**Work order**. Write the data out again exactly and in full.

**Material provided**.
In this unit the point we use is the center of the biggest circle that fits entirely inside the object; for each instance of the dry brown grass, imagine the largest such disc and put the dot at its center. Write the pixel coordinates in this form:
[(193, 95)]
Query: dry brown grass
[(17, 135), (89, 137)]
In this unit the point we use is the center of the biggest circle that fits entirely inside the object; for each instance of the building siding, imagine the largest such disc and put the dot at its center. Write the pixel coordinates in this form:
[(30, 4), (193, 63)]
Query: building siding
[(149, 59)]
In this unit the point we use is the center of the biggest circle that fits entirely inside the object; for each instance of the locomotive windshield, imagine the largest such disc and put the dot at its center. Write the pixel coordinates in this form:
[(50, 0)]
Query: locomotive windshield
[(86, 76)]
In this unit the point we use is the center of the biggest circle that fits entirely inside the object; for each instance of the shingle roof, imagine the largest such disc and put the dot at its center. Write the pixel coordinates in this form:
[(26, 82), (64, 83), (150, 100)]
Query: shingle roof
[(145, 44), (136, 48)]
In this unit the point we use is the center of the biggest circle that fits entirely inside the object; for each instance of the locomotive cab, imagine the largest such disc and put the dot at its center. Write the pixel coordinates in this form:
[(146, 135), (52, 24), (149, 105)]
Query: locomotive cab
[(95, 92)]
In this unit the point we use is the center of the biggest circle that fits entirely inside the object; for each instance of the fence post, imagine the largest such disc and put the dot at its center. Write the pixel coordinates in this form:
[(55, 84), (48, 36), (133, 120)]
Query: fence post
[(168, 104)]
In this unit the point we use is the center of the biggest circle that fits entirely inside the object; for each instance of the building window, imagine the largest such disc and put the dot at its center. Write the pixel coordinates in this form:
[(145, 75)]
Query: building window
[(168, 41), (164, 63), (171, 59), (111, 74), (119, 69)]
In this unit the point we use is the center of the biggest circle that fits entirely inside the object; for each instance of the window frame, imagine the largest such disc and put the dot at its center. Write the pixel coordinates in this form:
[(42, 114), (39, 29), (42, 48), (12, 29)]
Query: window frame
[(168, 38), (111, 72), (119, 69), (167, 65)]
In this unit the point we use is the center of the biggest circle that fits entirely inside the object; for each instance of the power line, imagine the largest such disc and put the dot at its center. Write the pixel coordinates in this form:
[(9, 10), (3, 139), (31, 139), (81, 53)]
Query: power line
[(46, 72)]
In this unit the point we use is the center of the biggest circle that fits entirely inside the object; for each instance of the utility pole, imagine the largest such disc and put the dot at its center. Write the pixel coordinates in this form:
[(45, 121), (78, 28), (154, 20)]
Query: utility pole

**Written answer**.
In this unit the point we use is the center of the biggest circle that fits entirely inside the object; for each instance of the dry brown grass, imagine the largest such disc and put the dot at its center. Write the pixel coordinates in this form:
[(193, 95)]
Query: dry brown grass
[(17, 135), (89, 137)]
In this unit the point we use is the center of the biggest circle that fits entirely inside the object; for each instance of the building siding, imagine the largest such disc and put the dot at its center. Write the pixel coordinates in this form:
[(30, 4), (193, 63)]
Query: building siding
[(149, 59)]
In this unit the point we use is the center of the biggest circle that fits entirely inside the object; for each instance of the locomotive windshield, imagine the largest such disc and put the dot at its center. Write the pixel coordinates in this form:
[(50, 0)]
Query: locomotive windshield
[(86, 76)]
In this unit the point we use is the center of the biggest circle that fits entirely inside the object; for each instance of the shingle roof, imagine the largest such disc and put the dot at its center. Write the pixel coordinates in this form:
[(26, 82), (64, 83), (150, 100)]
Query: shingle roof
[(145, 44), (136, 48)]
In this unit the point we use is the center of the biggest circle that fits entirely inside the object; for each instance of the locomotive cab, imagine the largest such disc and put the dot at its center. Write the pixel coordinates in this form:
[(146, 135), (52, 24), (149, 105)]
Query: locomotive cab
[(95, 92)]
In this unit the point we use is the center of the biggest circle that fits entirely inside the object; for each instance of the fence post, imagine the largest such disc and put the dot at its center. Write the pixel coordinates in this form:
[(55, 84), (48, 36), (133, 120)]
Query: fence post
[(168, 104)]
In this unit the point we use is the center of the biggest circle that fits entirely inside the object; for each instance of the building window, imagine the largest such disc and put the dot at its center. Write the pixel coordinates in this form:
[(145, 75)]
Query: building window
[(168, 41), (164, 63), (171, 59), (111, 74), (119, 69)]
In this unit the point we use is the center of the biggest circle that fits entirely inside the object; for each instance of the window frame, imagine the largest such disc and put the dot at its center. Write the pixel coordinates in this form:
[(42, 114), (39, 29), (42, 48), (12, 29)]
Query: window frame
[(168, 38), (111, 72), (119, 69), (167, 65)]
In this unit the point we use is the center of the biggest circle that fits entirely inside the object; for each instance of the power line, imagine the largest such disc and put the dot at its center. Write the pixel coordinates in this form:
[(9, 10), (3, 139), (31, 139), (81, 53)]
Query: power line
[(46, 72)]
In this unit the point we use is the center of the biggest circle that fits entirely inside the object; for each instance of the utility pole, imagine the largest such disc and put the dot at its center. Write the pixel coordinates in this form:
[(45, 121), (78, 28), (154, 20)]
Query: utility pole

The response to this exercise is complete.